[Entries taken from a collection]
►
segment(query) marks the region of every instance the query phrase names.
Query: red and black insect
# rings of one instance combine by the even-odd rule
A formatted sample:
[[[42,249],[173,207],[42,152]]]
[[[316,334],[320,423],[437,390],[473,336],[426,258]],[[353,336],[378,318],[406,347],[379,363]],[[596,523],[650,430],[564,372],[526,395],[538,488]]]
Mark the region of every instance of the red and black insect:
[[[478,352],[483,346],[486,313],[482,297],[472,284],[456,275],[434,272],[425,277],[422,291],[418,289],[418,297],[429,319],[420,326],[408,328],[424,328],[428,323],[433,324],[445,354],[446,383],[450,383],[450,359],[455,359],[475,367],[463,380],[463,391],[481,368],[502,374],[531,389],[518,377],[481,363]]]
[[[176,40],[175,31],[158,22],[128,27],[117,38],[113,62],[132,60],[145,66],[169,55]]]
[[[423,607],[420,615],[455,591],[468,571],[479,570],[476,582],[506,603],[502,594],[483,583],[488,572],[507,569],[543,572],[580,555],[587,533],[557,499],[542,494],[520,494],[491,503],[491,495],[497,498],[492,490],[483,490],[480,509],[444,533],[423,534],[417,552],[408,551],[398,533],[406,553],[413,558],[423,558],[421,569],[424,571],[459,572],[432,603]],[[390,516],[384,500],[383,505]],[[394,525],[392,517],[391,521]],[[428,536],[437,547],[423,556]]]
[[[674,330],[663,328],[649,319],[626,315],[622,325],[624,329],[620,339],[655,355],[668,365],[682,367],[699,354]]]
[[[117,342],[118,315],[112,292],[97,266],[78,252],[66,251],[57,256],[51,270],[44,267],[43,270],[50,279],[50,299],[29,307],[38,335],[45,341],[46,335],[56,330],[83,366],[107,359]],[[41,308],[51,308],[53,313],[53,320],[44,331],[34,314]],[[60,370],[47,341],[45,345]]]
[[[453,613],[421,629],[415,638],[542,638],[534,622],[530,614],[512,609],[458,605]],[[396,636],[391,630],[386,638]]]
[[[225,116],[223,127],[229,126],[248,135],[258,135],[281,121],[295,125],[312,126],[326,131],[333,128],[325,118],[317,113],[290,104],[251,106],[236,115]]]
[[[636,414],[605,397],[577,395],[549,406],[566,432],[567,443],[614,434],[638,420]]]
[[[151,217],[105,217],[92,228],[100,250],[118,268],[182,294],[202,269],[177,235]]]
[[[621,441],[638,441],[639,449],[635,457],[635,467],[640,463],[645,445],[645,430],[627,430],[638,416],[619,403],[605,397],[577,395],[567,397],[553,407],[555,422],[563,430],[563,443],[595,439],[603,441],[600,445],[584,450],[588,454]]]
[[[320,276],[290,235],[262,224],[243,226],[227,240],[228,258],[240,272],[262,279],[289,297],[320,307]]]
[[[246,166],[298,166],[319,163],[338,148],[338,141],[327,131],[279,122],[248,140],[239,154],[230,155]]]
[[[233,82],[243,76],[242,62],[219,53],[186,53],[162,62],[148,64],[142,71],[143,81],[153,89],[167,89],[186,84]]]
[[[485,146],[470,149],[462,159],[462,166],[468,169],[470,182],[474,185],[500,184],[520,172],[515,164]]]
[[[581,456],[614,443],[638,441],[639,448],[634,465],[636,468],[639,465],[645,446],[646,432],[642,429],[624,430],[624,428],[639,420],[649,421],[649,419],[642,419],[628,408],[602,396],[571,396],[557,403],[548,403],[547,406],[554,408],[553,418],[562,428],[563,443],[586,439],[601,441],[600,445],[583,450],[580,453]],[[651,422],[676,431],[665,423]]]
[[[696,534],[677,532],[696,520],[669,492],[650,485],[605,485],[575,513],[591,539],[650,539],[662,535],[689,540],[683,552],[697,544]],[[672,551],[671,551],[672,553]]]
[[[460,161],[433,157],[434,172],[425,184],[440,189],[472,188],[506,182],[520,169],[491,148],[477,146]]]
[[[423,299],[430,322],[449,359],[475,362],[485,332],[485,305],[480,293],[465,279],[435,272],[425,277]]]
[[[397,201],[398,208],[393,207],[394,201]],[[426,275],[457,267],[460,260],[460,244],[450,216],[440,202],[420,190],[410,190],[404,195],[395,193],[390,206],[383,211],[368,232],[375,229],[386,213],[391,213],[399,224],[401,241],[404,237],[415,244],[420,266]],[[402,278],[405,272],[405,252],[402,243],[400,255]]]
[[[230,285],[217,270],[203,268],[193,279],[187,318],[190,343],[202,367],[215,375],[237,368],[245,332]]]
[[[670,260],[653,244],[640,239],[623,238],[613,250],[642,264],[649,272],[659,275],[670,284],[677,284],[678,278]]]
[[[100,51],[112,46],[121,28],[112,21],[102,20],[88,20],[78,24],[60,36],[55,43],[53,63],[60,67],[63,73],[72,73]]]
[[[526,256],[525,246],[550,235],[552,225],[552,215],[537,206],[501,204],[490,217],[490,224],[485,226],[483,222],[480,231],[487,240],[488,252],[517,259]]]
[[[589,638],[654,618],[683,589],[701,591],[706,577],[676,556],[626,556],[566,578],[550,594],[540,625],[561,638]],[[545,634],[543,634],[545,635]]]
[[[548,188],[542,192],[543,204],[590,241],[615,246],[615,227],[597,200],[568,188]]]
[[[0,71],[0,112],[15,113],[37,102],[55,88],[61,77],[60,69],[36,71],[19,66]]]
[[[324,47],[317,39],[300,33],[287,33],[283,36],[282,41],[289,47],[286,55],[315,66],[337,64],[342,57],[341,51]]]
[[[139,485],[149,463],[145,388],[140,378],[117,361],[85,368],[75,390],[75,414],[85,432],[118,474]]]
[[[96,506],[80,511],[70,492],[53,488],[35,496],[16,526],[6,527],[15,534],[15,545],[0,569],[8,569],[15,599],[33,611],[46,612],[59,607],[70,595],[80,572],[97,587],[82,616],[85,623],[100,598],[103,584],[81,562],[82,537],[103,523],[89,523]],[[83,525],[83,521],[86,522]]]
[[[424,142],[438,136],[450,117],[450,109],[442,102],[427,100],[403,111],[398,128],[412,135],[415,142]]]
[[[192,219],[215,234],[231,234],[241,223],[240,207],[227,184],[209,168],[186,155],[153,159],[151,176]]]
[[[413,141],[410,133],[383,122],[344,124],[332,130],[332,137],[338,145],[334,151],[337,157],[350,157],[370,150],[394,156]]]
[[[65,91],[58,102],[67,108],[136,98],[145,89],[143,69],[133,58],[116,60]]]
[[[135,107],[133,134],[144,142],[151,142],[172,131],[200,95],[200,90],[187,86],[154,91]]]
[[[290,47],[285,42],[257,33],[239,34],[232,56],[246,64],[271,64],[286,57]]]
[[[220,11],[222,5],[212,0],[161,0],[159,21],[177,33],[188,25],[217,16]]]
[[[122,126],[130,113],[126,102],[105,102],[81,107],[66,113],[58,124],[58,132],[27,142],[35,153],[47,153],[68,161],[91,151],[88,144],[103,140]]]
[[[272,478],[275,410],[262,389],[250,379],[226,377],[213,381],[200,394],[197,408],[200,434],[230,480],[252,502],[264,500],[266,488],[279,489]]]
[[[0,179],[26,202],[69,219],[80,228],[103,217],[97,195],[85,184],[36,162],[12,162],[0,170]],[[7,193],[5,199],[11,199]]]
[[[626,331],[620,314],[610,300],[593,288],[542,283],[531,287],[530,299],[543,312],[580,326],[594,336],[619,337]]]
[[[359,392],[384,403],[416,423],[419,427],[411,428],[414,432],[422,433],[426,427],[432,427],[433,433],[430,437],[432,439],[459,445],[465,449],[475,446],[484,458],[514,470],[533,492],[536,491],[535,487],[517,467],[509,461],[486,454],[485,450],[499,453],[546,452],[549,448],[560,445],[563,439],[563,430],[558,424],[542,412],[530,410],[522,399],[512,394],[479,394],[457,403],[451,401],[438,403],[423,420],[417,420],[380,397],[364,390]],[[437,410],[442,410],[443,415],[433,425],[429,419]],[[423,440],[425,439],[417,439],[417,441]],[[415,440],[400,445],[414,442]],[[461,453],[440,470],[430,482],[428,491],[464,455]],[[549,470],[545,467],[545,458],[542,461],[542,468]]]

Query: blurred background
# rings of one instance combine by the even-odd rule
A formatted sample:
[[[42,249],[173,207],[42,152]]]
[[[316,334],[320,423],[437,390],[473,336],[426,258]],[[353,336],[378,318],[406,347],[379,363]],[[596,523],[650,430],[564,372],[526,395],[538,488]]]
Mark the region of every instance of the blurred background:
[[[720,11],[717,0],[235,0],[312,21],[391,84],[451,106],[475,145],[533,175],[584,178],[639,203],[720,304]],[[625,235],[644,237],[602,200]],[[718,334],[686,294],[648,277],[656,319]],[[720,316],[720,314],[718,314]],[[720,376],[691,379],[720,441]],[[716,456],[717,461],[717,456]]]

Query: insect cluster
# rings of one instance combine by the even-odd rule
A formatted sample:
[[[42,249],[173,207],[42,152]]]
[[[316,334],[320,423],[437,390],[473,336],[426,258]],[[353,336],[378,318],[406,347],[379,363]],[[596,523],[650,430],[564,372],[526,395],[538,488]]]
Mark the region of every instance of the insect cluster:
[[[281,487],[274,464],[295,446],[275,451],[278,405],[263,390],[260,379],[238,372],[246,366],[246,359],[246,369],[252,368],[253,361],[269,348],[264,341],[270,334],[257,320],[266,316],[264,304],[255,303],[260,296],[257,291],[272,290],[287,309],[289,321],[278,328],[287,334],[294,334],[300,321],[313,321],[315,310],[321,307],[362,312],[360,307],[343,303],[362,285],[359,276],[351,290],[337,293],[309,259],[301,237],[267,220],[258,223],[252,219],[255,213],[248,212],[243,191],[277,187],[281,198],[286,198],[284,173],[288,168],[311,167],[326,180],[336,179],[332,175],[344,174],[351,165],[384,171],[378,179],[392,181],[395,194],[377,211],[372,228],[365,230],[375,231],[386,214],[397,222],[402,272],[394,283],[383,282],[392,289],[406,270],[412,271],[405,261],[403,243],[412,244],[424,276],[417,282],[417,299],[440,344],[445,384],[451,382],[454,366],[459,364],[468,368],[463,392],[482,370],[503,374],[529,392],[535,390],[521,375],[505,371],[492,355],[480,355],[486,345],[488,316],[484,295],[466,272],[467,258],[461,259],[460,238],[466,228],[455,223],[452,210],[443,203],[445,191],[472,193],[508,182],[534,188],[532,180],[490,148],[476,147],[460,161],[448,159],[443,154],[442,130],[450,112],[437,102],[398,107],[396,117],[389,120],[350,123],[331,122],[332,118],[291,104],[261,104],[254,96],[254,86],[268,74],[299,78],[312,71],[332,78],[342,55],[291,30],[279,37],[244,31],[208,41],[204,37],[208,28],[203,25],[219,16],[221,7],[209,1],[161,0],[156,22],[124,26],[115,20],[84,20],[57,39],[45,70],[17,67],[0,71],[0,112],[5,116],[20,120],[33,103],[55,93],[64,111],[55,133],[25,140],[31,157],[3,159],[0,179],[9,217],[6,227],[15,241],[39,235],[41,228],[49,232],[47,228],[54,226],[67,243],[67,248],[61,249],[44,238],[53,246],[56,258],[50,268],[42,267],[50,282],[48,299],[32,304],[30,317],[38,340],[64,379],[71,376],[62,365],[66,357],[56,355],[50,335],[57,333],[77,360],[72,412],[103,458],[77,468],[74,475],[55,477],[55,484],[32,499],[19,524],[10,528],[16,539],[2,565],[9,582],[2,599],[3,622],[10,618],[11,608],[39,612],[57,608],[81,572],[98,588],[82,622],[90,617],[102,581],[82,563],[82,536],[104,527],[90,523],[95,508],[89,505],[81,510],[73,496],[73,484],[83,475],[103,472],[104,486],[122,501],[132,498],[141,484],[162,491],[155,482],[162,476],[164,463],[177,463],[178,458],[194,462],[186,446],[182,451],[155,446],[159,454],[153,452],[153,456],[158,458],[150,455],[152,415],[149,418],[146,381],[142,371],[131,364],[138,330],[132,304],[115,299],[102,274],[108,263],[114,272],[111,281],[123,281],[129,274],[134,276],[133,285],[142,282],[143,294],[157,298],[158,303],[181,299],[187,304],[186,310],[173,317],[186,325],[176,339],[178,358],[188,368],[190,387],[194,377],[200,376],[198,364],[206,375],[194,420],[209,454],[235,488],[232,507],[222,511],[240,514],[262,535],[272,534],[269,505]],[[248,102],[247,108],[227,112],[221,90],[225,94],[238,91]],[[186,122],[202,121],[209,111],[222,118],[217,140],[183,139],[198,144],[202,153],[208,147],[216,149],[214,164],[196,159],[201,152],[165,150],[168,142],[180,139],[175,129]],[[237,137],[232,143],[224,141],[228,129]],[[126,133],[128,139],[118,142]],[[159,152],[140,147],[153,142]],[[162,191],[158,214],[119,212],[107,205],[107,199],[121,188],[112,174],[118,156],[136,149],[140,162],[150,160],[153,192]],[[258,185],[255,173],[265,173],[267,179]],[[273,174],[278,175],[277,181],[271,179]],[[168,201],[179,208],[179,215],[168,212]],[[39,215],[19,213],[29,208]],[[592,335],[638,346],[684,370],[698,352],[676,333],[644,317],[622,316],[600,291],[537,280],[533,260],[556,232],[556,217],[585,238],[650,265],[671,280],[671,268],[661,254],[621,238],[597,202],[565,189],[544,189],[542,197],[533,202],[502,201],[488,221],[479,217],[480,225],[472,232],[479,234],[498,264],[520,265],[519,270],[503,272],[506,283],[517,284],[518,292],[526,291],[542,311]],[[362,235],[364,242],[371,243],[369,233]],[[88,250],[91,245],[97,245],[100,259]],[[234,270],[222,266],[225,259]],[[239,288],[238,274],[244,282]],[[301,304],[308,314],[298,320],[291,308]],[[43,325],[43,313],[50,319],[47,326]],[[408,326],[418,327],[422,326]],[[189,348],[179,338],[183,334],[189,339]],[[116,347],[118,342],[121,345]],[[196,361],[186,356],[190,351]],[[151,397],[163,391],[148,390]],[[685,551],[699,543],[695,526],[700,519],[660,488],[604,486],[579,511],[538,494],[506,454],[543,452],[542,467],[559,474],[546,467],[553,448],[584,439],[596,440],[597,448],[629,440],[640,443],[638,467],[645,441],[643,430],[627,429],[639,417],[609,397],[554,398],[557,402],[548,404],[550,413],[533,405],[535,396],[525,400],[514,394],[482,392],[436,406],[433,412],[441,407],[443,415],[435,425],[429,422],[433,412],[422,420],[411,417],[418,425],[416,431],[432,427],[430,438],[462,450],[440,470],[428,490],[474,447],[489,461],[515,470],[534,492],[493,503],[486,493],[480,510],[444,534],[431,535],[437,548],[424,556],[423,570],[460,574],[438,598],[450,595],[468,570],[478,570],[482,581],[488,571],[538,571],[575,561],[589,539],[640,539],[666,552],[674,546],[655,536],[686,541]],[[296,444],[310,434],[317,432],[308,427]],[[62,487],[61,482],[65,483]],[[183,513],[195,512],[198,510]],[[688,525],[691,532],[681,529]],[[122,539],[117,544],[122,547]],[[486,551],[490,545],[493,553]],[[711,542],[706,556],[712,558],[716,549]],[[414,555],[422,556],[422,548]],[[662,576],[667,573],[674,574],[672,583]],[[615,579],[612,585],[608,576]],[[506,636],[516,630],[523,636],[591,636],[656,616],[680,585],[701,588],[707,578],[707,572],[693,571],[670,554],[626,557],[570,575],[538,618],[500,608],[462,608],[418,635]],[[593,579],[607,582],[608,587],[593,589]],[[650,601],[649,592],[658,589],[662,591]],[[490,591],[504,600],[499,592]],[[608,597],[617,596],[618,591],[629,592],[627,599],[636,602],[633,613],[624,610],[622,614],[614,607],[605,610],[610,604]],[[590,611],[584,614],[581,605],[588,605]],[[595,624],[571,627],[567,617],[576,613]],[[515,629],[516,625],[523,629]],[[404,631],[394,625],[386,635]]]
◄
**To do**: Tally the lines in this data that hold the word "every" and state only the count.

**Exercise output**: 4